Article

Lorsqu’on dépose une marque, il est essentiel de définir les produits et les services qu’elle doit protéger. Pour cela, les déposants doivent s’appuyer sur la Classification de Nice. Cette étape, bien que parfois complexe, est cruciale : elle détermine l’étendue de la protection de la marque et son risque de conflit avec d’autres marques. Nous avons interrogé Peter Benninger, expert en marques, pour mieux comprendre ce système et ses subtilités et recueillir ses conseils à tous ceux qui souhaitent déposer une marque.

Peter Benninger
 

Peter Benninger est examinateur de marques à l’IPI depuis plus de 25 ans. Il représente également l’IPI au sein du Comité d’experts de la Classification de Nice depuis une vingtaine d’années. À ce titre, il est une référence sur toutes les questions liées à la classification des produits et des services.

 

Peter Benninger : Les produits et services sont classés selon ce qu’on appelle la Classification de Nice. Mais en quoi consiste exactement cette classification ?

Dans tous les pays disposant d’un système de protection des marques, il est obligatoire, lors du dépôt, de préciser les produits ou services pour lesquels la marque doit être protégée. La Classification de Nice, créée en 1957 dans le cadre d’un arrangement international, harmonise cette démarche en établissant des critères uniformes pour tous les pays membres. L’un des grands avantages de cette classification est de faciliter l’extension de la protection des marques à d’autres pays, notamment grâce à l’Arrangement de Madrid. Aujourd’hui, la majorité des pays en sont signataires. Par ailleurs, cette classification simplifie la recherche, à l’échelle internationale, de marques pouvant être à l'origine d'un risque de confusion. En consultant les bases de données, il est possible de restreindre la recherche aux classes pertinentes. Cela permet de se concentrer sur les marques identiques ou similaires susceptibles de poser problème, en excluant celles qui concernent des produits ou services radicalement différents.

 

Pouvez-vous nous expliquer comment fonctionne concrètement ce système ?

La Classification de Nice répartit tous les produits et services en 45 classes (appelées classes LPS) : elle est composée de 34 classes de produits et 11 classes de services. Chaque classe est définie par des intitulés qui sont des indications générales. Par exemple, la classe 25 est intitulée « Vêtements, articles chaussants, chapellerie ». Les détails sur les produits inclus dans chaque classe sont accessibles, par exemple, via la base de données de l’Organisation Mondiale de la Propriété Intellectuelle (OMPI). Ainsi la classe 25 inclut des termes pour des produits comme les « jambières » ou les « capes de coiffure ». Cependant, d’autres articles comme les « vêtements pour animaux » ou les « moufles chauffées électriquement » relèvent de classes différentes.

Enregistrements extraits
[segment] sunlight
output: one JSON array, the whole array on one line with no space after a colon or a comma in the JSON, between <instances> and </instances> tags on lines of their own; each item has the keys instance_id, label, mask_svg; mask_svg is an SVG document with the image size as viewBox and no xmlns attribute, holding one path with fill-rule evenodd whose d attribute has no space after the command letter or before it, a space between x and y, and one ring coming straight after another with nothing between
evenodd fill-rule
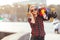
<instances>
[{"instance_id":1,"label":"sunlight","mask_svg":"<svg viewBox=\"0 0 60 40\"><path fill-rule=\"evenodd\" d=\"M15 2L22 2L22 1L28 1L28 0L0 0L0 6L6 4L13 4Z\"/></svg>"}]
</instances>

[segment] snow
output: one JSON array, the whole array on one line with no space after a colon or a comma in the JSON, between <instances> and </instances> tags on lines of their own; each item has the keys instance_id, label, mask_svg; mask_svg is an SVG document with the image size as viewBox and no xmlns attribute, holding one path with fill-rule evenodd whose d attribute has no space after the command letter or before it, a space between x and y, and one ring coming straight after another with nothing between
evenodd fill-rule
<instances>
[{"instance_id":1,"label":"snow","mask_svg":"<svg viewBox=\"0 0 60 40\"><path fill-rule=\"evenodd\" d=\"M1 25L3 23L0 23ZM7 26L8 24L8 26ZM5 32L16 32L16 34L12 34L9 36L4 37L2 40L18 40L23 35L28 34L31 32L31 28L29 23L21 23L21 22L13 22L13 23L6 23L4 24L5 27L0 27L5 30ZM45 40L60 40L60 34L56 34L54 32L55 25L53 25L53 22L44 22L44 28L45 28ZM0 29L2 31L2 29ZM3 30L3 31L4 31Z\"/></svg>"}]
</instances>

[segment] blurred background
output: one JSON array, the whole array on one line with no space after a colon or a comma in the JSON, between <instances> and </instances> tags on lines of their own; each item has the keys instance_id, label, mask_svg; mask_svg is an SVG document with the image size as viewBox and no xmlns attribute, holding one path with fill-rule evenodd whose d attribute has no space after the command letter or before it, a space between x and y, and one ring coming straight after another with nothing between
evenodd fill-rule
<instances>
[{"instance_id":1,"label":"blurred background","mask_svg":"<svg viewBox=\"0 0 60 40\"><path fill-rule=\"evenodd\" d=\"M3 22L26 22L29 4L43 3L46 7L55 7L60 19L60 1L55 0L0 0L0 20Z\"/></svg>"}]
</instances>

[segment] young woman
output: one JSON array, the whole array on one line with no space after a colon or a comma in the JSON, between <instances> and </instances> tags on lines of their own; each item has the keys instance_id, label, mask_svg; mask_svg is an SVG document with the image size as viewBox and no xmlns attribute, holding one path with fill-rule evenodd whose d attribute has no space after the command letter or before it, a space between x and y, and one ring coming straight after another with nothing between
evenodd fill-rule
<instances>
[{"instance_id":1,"label":"young woman","mask_svg":"<svg viewBox=\"0 0 60 40\"><path fill-rule=\"evenodd\" d=\"M28 22L31 26L31 40L44 40L45 31L43 19L38 15L38 9L35 5L31 5L29 8ZM45 16L44 16L45 18Z\"/></svg>"}]
</instances>

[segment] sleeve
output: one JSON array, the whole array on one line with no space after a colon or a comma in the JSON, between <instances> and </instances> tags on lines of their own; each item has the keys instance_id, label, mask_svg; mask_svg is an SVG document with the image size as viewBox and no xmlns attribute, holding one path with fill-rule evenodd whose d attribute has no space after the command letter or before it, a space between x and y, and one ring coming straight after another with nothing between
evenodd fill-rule
<instances>
[{"instance_id":1,"label":"sleeve","mask_svg":"<svg viewBox=\"0 0 60 40\"><path fill-rule=\"evenodd\" d=\"M30 23L30 25L34 25L35 23L31 23L31 18L28 18L28 22Z\"/></svg>"}]
</instances>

Consignes
- 1) D'après l'article, combien de classes la Classification de Nice compte-t-elle pour répartir les produits et les services ?
- 2) Reproduisez à l'identique le passage de l'article qui commence par « Peter Benninger est » et se poursuit jusqu'à « et des services. ».

Réponses par consigne
- 1) 45 classes, dont 34 classes de produits et 11 classes de services.

- 2)
Peter Benninger est examinateur de marques à l’IPI depuis plus de 25 ans. Il représente également l’IPI au sein du Comité d’experts de la Classification de Nice depuis une vingtaine d’années. À ce titre, il est une référence sur toutes les questions liées à la classification des produits et des services.